*Text excerpt*:
───

How to cite this article:
Kumar A. M. Krishnan: Eye in the Jungle, Photographs and Writings. Conservat Soc 2006;4:633-4

How to cite this URL:
Kumar A. M. Krishnan: Eye in the Jungle, Photographs and Writings. Conservat Soc [serial online] 2006 [cited 2022 Jan 24];4:633-4. Available from: https://www.conservationandsociety.org.in//text.asp?2006/4/4/633/55807

Ashish and Shanti Chandola with T.N.A. Perumal, M. Krishnan: Eye in the Jungle, Photographs and Writings, Universities Press, 2006, 128 pages, Rs 1500, ISBN: 81-7371-554-8.

M. Krishnan's name evokes several images in the mind of an Indian wildlifer. The first one, of course, is that of animals in black and white. Images of animals and forests, beautifully spun with words, are another one. Occasionally one also recalls the image of a recluse, happy with tinkering with his camera, taking pictures of animals, and making prints in a dark room, shying away from awards and the all important memberships in committees! Those who knew him personally or even met him a few times, have a few images of calculated arrogance directed at bureaucrats, and aimed to achieve specific goals. The 'Eye in the Jungle' brings together a set of writings and photographs, which allow us to recall those images vividly.

───

*Entries*:
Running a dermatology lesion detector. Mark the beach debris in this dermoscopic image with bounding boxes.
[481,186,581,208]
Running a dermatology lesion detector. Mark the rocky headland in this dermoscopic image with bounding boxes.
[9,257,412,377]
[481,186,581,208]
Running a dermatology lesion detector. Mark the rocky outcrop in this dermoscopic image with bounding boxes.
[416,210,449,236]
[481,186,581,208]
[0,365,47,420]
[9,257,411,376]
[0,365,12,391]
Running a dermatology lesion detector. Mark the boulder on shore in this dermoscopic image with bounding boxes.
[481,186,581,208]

───

*Stated task 1*:
Translate this sentence from the book review on M. Krishnan into Spanish: "The first one, of course, is that of animals in black and white."
*Stated task 2*:
Please report every line of the records that contains the word "dermatology", matching case exactly.
The book review and the records come from separate sources.

*Correct answer 1*:
La primera, por supuesto, es la de animales en blanco y negro.

*Correct answer 2*:
Running a dermatology lesion detector. Mark the beach debris in this dermoscopic image with bounding boxes.
Running a dermatology lesion detector. Mark the rocky headland in this dermoscopic image with bounding boxes.
Running a dermatology lesion detector. Mark the rocky outcrop in this dermoscopic image with bounding boxes.
Running a dermatology lesion detector. Mark the boulder on shore in this dermoscopic image with bounding boxes.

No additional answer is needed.